# Instructions for the task
Print each of the items below exactly as it appears, line for line.

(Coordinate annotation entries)
********************
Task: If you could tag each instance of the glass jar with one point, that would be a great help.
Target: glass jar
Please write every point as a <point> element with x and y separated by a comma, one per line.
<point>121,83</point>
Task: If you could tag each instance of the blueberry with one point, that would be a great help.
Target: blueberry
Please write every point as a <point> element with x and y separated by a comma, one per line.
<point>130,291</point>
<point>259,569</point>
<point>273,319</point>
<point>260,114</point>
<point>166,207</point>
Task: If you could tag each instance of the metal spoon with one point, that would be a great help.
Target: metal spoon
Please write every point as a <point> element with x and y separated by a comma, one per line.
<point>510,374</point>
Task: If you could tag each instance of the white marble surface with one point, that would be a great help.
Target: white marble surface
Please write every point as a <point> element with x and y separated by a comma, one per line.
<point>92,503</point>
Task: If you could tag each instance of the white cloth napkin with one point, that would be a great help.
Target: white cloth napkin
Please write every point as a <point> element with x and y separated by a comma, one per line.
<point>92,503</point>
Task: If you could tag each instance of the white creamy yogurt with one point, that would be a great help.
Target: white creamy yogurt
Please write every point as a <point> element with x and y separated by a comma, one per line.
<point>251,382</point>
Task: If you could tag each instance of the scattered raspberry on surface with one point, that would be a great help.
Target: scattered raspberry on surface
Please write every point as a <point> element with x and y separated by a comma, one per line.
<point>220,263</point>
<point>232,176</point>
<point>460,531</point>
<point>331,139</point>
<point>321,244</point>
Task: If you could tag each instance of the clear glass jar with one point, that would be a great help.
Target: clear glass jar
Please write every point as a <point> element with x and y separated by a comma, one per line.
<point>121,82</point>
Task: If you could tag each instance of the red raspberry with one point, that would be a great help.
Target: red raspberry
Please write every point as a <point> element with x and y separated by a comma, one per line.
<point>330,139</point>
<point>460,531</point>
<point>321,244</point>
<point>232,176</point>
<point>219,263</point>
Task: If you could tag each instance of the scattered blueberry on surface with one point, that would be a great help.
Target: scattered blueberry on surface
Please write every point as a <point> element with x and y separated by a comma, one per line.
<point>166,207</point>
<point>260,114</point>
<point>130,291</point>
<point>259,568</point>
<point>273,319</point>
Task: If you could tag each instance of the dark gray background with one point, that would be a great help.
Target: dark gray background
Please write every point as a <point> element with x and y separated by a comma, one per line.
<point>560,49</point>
********************
# Solution for this task
Task: If you could tag each instance of the glass jar with one point, that would be a great help.
Target: glass jar
Please write every point as a <point> element with x and y separated by a comma, one per line.
<point>121,83</point>
Task: If you could tag each instance of the blueberry with one point, that would be a great help.
Target: blueberry
Please write every point as a <point> element with x and y separated by a comma, one per line.
<point>130,291</point>
<point>259,569</point>
<point>273,319</point>
<point>260,114</point>
<point>166,207</point>
Task: If you could tag each instance of the metal spoon with one point, that would be a great help.
Target: metal spoon
Please write every point as a <point> element with x and y separated by a comma, one per line.
<point>510,374</point>
Task: If you could tag each instance of the white marble surface with one point, that would be a great help.
Target: white marble surface
Please write every point as a <point> element with x and y separated by a comma, one per line.
<point>92,503</point>
Task: If you could tag each instance of the white cloth napkin with one point, that would be a great help.
Target: white cloth napkin
Please write every point as a <point> element with x and y separated by a comma, one per line.
<point>92,503</point>
Task: If you could tag each instance of the white creamy yogurt with one point, that would be a great help.
Target: white creamy yogurt
Please write every point as a <point> element with x and y separated by a comma, one per line.
<point>251,382</point>
Task: If you could tag each instance of the scattered raspberry on surface with one point, that would be a great help.
Target: scattered raspberry on surface
Please write every point as a <point> element with x and y separated by a comma, one per line.
<point>220,263</point>
<point>232,176</point>
<point>460,531</point>
<point>331,139</point>
<point>321,244</point>
Task: If you could tag each instance of the clear glass jar with one point, that would be a great help.
Target: clear glass jar
Please write every point as a <point> element with x and y separated by a comma, one per line.
<point>121,82</point>
Task: If you could tag each instance of the red raspberry with one point, that would be a great help.
Target: red raspberry
Please write every point as a <point> element with x and y separated by a comma, one per line.
<point>330,139</point>
<point>460,531</point>
<point>321,244</point>
<point>232,176</point>
<point>219,263</point>
Task: If you could tag each instance of the scattered blueberry on surface with one point, that would be a great help.
Target: scattered blueberry on surface
Please write every point as a <point> element with x and y separated by a comma, one per line.
<point>166,207</point>
<point>260,114</point>
<point>130,291</point>
<point>259,568</point>
<point>273,319</point>
Task: If you could tag each instance of the dark gray background with one point, that would be a great help.
Target: dark gray background
Please write every point as a <point> element with x and y separated by a comma, one per line.
<point>560,49</point>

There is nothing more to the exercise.